Start of Block

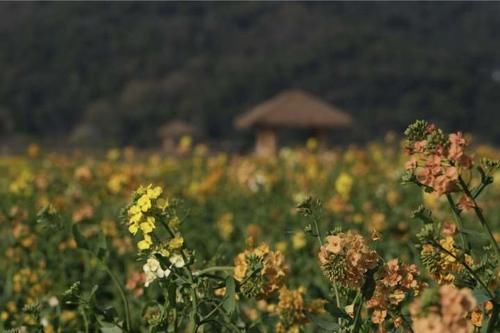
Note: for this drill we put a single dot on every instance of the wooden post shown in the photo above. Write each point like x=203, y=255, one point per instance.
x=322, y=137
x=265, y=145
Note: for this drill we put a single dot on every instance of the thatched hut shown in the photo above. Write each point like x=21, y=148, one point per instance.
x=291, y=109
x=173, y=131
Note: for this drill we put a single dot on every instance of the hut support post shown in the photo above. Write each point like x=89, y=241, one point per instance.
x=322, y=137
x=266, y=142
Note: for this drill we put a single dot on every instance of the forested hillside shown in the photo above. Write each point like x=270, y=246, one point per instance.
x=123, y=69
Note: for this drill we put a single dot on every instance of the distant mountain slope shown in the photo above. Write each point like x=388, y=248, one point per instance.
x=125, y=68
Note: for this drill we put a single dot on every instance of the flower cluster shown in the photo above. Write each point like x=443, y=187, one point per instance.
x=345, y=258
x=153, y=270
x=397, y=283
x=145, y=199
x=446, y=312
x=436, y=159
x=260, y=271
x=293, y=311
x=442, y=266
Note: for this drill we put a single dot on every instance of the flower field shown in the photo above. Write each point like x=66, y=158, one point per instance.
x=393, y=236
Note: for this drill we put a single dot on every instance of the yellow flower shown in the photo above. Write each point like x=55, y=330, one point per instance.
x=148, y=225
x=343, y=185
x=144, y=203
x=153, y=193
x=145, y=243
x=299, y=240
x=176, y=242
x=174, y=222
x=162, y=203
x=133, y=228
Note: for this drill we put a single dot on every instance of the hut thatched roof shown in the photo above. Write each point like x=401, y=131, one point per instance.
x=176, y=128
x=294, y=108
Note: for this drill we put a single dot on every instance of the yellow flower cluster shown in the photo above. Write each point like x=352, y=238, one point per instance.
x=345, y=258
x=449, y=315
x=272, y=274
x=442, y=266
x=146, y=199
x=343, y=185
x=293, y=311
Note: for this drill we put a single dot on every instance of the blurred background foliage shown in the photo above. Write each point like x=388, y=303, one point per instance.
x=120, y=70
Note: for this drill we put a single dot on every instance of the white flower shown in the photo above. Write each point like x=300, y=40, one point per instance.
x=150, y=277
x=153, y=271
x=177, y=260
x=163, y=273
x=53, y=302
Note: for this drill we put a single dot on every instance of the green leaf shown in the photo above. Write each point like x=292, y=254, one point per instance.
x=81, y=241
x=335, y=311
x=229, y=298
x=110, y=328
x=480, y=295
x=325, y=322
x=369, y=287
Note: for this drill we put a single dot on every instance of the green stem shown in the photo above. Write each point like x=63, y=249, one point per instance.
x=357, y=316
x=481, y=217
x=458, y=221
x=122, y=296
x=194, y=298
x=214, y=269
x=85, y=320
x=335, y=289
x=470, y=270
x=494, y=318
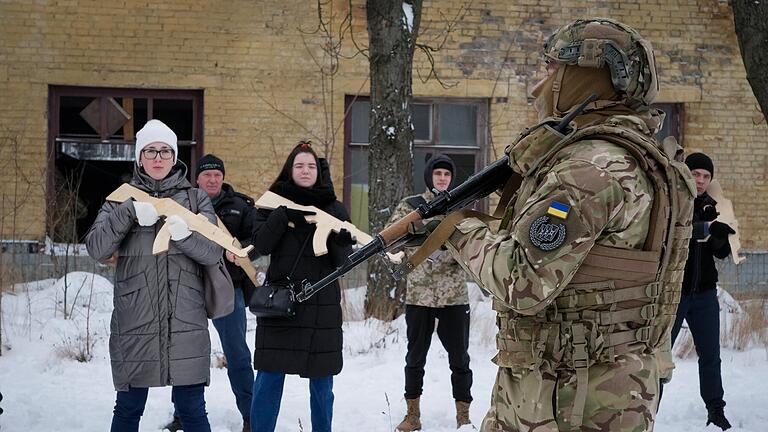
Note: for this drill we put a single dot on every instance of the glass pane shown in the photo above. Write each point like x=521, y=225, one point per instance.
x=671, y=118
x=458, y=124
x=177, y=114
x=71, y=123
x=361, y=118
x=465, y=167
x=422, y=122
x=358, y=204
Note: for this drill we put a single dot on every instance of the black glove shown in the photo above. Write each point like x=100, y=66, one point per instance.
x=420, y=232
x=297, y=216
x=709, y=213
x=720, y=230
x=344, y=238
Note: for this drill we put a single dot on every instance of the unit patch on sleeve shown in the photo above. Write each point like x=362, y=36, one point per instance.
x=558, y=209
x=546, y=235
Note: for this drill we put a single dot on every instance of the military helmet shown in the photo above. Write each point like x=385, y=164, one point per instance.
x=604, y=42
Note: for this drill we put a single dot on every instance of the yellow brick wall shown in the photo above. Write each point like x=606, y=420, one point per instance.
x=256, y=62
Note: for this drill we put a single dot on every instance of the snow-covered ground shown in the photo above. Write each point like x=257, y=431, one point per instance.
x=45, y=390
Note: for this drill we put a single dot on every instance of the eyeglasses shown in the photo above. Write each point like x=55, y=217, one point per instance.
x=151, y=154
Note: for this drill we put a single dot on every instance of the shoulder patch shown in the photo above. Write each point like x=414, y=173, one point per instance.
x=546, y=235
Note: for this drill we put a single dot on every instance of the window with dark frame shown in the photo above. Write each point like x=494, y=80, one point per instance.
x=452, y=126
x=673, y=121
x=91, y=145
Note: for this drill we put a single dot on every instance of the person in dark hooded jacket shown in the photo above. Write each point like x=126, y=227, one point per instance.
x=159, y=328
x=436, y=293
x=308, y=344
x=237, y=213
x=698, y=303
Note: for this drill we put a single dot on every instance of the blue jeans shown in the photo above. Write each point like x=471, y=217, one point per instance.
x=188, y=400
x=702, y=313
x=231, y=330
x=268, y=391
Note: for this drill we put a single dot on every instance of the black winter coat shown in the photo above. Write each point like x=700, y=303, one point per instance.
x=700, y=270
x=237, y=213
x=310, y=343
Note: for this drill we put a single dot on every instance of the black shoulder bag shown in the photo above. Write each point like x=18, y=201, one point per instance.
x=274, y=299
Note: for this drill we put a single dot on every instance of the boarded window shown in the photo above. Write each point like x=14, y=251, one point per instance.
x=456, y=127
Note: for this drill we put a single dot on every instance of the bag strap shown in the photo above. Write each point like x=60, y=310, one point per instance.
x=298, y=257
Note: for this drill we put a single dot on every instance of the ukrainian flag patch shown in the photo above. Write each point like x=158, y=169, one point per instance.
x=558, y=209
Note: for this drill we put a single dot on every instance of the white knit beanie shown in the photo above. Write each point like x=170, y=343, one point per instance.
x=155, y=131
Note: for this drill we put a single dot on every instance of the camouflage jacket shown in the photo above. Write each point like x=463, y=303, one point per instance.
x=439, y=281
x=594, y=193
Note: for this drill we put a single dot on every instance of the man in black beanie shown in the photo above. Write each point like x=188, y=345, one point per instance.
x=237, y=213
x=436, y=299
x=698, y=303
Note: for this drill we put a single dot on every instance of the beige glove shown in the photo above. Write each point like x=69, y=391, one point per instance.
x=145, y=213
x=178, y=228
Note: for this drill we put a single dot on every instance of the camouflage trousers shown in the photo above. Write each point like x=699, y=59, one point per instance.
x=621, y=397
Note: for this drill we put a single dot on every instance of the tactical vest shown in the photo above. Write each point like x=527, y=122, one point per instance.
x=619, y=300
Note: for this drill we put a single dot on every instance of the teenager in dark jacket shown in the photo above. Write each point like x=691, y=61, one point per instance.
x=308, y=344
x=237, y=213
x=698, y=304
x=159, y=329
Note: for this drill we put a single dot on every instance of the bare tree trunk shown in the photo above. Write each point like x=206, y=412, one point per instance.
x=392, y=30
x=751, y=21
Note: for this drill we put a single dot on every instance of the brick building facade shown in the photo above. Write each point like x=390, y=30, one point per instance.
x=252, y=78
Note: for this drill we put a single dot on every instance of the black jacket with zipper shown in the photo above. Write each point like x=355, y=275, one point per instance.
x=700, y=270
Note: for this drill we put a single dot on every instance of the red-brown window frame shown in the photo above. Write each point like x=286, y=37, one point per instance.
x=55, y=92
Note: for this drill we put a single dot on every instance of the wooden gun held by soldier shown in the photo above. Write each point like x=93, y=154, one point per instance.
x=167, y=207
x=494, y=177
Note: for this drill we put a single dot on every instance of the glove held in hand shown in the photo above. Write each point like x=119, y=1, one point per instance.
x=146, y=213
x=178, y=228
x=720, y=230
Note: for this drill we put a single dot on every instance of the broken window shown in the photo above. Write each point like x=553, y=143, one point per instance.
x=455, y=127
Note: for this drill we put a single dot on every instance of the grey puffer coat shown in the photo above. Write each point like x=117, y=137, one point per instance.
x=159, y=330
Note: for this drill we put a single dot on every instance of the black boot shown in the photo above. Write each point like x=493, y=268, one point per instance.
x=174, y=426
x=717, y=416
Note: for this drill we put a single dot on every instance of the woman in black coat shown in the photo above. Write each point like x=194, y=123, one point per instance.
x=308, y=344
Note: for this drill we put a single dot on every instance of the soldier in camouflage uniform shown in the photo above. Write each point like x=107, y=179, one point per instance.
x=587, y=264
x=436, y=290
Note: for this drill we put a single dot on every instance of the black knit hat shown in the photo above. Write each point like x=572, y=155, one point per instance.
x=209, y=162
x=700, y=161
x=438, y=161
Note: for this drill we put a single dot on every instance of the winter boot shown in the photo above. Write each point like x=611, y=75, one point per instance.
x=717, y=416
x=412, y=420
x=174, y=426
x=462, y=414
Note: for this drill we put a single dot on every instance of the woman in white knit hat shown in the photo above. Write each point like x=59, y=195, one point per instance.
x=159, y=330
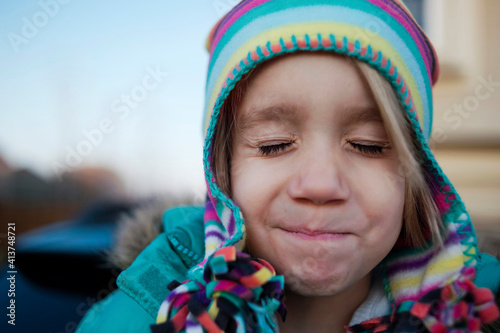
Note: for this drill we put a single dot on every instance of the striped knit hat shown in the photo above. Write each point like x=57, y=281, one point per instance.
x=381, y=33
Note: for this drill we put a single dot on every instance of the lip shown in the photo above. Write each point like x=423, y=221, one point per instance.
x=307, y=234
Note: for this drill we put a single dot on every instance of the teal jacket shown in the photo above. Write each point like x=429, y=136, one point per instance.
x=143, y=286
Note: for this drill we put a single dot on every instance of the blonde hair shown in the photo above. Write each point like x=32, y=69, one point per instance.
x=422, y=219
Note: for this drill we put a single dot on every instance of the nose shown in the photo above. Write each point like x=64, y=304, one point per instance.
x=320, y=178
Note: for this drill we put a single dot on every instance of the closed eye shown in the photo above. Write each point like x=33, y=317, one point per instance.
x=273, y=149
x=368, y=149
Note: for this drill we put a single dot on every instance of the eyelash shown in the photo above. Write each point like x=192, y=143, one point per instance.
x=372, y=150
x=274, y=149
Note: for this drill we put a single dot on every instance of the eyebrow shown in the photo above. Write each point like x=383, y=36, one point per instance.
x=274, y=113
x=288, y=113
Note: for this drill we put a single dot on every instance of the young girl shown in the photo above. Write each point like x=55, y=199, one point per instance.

End of Block

» Task description: Your task is to write out, exactly, the line that contains "y=69, one point per instance." and each line after it to the end of the data, with no other lines.

» Answer to the problem:
Note: for this drill we put a single dot on every instance of the blonde hair shown in the photo above. Write each point like x=32, y=69, one point per instance.
x=422, y=219
Note: for this drill we put a single dot on every instance of the nose shown in the photo above. Write each point like x=64, y=304, one point per instance.
x=320, y=178
Note: for this drill we put a single dot on every instance of the closed eye shown in the photo above. Write each point like x=33, y=317, one point per instance.
x=273, y=149
x=368, y=149
Note: for this drill we put a single dot on every instance of the eyelash shown in the photo above. Write each point like x=192, y=143, one point per instance.
x=372, y=150
x=274, y=149
Note: for this drill we put a single dot on every instance of the eyebrow shown in the photo above. Write each point like x=383, y=36, one point per instance.
x=274, y=113
x=288, y=113
Note: for this drill we put a single dot on every instance of the young girl shown in the photo above. Write each point like x=55, y=199, one point per instance.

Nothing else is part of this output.